■ **WHAT YOU WILL DO**: Read the records and write them out again exactly.

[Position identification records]

━━━━

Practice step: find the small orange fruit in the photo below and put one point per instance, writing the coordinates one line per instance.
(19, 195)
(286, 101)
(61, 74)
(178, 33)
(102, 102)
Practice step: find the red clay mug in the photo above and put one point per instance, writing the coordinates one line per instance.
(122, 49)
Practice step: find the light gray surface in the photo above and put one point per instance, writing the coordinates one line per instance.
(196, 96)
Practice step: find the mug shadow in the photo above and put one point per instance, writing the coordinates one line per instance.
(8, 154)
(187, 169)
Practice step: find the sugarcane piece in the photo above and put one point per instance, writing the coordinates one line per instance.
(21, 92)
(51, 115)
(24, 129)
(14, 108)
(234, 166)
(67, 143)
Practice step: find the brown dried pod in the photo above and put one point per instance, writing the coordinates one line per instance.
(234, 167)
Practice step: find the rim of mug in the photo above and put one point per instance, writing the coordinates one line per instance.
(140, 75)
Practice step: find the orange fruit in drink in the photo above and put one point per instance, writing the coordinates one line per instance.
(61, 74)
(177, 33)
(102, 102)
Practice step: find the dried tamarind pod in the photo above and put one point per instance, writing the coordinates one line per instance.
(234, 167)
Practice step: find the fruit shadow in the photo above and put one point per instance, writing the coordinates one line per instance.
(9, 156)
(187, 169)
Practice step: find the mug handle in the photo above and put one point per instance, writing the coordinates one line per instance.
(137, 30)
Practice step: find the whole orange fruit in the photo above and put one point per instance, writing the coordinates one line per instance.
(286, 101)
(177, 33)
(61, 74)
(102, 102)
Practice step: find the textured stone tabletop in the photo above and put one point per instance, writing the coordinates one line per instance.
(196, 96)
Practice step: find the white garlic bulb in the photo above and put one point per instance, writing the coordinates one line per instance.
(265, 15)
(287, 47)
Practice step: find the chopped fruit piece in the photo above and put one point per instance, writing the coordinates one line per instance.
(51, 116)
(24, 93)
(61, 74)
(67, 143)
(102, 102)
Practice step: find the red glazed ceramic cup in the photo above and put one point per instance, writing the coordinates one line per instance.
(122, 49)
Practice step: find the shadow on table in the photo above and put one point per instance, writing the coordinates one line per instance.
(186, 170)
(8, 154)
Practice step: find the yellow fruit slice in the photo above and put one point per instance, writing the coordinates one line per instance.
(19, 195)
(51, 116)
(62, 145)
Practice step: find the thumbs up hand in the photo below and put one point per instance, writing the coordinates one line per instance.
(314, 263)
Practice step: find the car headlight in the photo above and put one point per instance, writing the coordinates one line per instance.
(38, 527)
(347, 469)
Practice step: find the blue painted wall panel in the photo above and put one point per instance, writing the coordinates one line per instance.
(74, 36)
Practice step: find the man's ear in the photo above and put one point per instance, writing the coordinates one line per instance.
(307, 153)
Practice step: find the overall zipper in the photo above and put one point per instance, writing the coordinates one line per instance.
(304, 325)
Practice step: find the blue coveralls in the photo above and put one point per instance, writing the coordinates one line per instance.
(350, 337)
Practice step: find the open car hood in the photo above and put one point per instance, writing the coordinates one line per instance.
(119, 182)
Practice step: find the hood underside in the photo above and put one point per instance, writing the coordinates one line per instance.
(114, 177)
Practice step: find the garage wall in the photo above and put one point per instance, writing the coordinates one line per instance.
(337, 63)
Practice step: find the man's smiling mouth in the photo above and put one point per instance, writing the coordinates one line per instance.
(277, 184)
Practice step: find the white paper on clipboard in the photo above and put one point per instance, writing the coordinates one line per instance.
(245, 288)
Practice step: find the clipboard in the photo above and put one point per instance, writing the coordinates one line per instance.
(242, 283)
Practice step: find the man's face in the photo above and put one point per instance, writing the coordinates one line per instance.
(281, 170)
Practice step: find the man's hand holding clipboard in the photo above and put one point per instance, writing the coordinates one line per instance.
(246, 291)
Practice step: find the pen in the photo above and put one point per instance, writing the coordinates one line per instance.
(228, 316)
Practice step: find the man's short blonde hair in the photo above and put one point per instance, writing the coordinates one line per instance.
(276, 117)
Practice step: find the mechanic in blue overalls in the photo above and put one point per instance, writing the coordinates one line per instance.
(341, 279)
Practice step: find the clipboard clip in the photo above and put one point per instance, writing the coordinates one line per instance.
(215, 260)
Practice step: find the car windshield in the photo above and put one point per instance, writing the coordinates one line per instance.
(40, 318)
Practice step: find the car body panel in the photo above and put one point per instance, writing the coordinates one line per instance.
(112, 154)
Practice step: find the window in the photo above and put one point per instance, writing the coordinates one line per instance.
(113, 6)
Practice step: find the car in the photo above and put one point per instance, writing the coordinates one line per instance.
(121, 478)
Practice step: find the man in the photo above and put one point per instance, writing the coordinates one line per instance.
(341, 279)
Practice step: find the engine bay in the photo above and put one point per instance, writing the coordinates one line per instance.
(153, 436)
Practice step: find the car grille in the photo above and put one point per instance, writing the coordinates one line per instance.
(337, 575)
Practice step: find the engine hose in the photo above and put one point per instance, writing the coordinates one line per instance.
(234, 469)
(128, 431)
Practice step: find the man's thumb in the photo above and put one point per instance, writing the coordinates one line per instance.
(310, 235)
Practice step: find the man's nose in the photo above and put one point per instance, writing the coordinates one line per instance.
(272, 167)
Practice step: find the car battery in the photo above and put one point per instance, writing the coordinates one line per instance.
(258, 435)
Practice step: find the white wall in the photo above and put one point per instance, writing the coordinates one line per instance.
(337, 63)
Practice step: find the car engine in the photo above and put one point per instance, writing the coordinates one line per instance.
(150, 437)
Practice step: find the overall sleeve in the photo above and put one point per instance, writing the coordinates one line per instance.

━━━━

■ **REPLY TO THE TASK**:
Practice step: find the small orange fruit in the photo below and put one point per instance, writing the coordinates one line per instance.
(19, 195)
(286, 101)
(61, 74)
(178, 33)
(102, 102)
Practice step: find the red clay mug in the photo above and put one point per instance, writing the coordinates one line per instance.
(122, 49)
Practice step: find the light gray surface in the photo above and put one point per instance, writing the coordinates one line per instance.
(196, 96)
Practice step: find the mug shadow in the photo above and put one point per instance, writing the coordinates one line per instance.
(8, 154)
(187, 169)
Practice step: find the sugarcane piece in the photo above and put one point per instance, writing the coordinates one line per instance.
(21, 92)
(51, 115)
(24, 129)
(14, 108)
(234, 166)
(67, 143)
Practice step: find the brown dried pod in the photo above and put one point per instance, writing the coordinates one line per instance.
(234, 167)
Practice step: find the rim of mug in the photo above and put one point per instance, writing the coordinates one line per instance.
(140, 75)
Practice step: find the orange fruit in drink in the photo above and put one point per instance, writing the coordinates one line per instance.
(61, 74)
(177, 33)
(102, 102)
Practice step: find the dried tamarind pod in the photo above and put one point per instance, writing the coordinates one line per instance.
(234, 167)
Practice step: find the fruit shadow in the photo above and put one point per instance, writing the coordinates one line per instance.
(9, 156)
(187, 169)
Practice step: find the mug handle in the photo above and put one point per instance, writing the coordinates one line per instance.
(137, 30)
Practice step: find the whole orange fruit in the photo above and put one point per instance, writing the coordinates one line per instance.
(286, 101)
(177, 33)
(61, 74)
(102, 102)
Practice step: find the textured stone tabletop in the photo above and put one point per instance, writing the coordinates one line per instance.
(196, 96)
Practice step: find the white garlic bulb in the photo above and put one point per instance, writing the coordinates one line per instance.
(265, 15)
(287, 47)
Practice step: find the chopped fruit piece in the photo above and put one point per instance, writing the coordinates one line per instance.
(51, 116)
(24, 93)
(61, 74)
(67, 143)
(102, 102)
Practice step: find the red glazed ceramic cup in the photo above and put one point per instance, writing the coordinates one line per instance.
(122, 49)
Practice step: find the shadow on table in the photo above and put one point per instance, writing the coordinates one line per instance.
(186, 170)
(8, 154)
Practice step: find the yellow fruit slice in the photo above and put one point per instance, writing the coordinates one line per instance.
(19, 195)
(51, 116)
(62, 145)
Practice step: find the thumbs up hand in the photo below and put one point per instance, writing the coordinates one line per instance.
(314, 263)
Practice step: find the car headlight in the photo above and put one point per instance, writing the coordinates one line per instance.
(38, 527)
(347, 469)
Practice step: find the blue painted wall panel in the photo above and put one point per instance, writing the coordinates one line per instance.
(74, 36)
Practice step: find the man's ear in the photo above and put one point per instance, writing the coordinates one line per instance.
(307, 153)
Practice step: find the overall zipper in the photo above and put one point per instance, writing the coordinates one line per instance.
(304, 325)
Practice step: find the blue coveralls in the photo above and put one point per instance, writing the coordinates one line per instance.
(350, 337)
Practice step: find the open car hood in the photo above and put one point per instance, writing the coordinates one line per instance.
(119, 182)
Practice step: find the hood underside in the photo above and put one point per instance, writing the coordinates one line per instance.
(114, 177)
Practice step: find the garage wall in the photo above and put one point per instance, writing the coordinates one line per instance.
(337, 63)
Practice step: find the man's smiling mouth in the photo above and put one point per instance, writing the coordinates one line per instance.
(277, 184)
Practice step: find the white paper on clipboard in the photo above and put one point per instance, writing the coordinates one line per instance.
(245, 288)
Practice step: find the clipboard in the photo above and put one point per instance, writing the coordinates one line per instance.
(242, 283)
Practice step: find the man's face in the photo above and put one point per instance, writing the coordinates one line per instance.
(281, 170)
Practice step: find the man's hand holding clipboard in the photo above and put one point per instance, writing the coordinates one line per instance.
(246, 291)
Practice step: find the pen in the photo above and put one point per instance, writing the coordinates one line per instance.
(228, 316)
Practice step: find the man's short blonde hair in the photo above and put one point per instance, writing the coordinates one line per instance.
(276, 117)
Practice step: find the mechanic in blue overalls in the photo above and put one point per instance, writing the coordinates one line per instance.
(341, 279)
Practice step: find the clipboard clip in the photo above and put one point per instance, writing the coordinates one line per instance.
(215, 260)
Practice step: find the car windshield in the photo above and put one point per instance, writing the coordinates one line per instance.
(40, 318)
Practice step: find the car body panel in the photo above and put one point per instance, writing the coordinates one line per instance.
(112, 154)
Practice step: find the window in the photo above and put one point per instance, writing the coordinates one line per instance.
(113, 6)
Practice step: find the car in the photo above and put one point per instance, writing the coordinates one line per instance.
(121, 478)
Practice step: find the man in the photo above and put one point per instance, writing the coordinates one line per instance.
(341, 279)
Practice step: find the engine bay in the photo above and put one point per instance, writing the coordinates one line per instance.
(153, 436)
Practice step: find the car grille in the photo above and put one point per instance, writing the coordinates one line per instance.
(337, 575)
Practice step: find the engine hose in the photo above and put one point per instance, writing the coordinates one line per instance.
(234, 469)
(128, 431)
Practice step: find the man's thumb in the photo above and put one point per instance, writing the coordinates one line per instance.
(310, 235)
Practice step: find the man's nose in the photo above and put one point per instance, writing the coordinates one line per instance.
(272, 167)
Practice step: find the car battery in the photo above and put one point per instance, writing the coordinates one line per instance.
(258, 435)
Practice step: find the white wall in the photo above and put one point per instance, writing the coordinates one line per instance.
(337, 63)
Practice step: find the car engine in the photo above and put one point per instance, writing the coordinates one line per instance.
(150, 437)
Practice step: find the overall sleeve in the photo above and put one point per instance, writing the coordinates one line per instance.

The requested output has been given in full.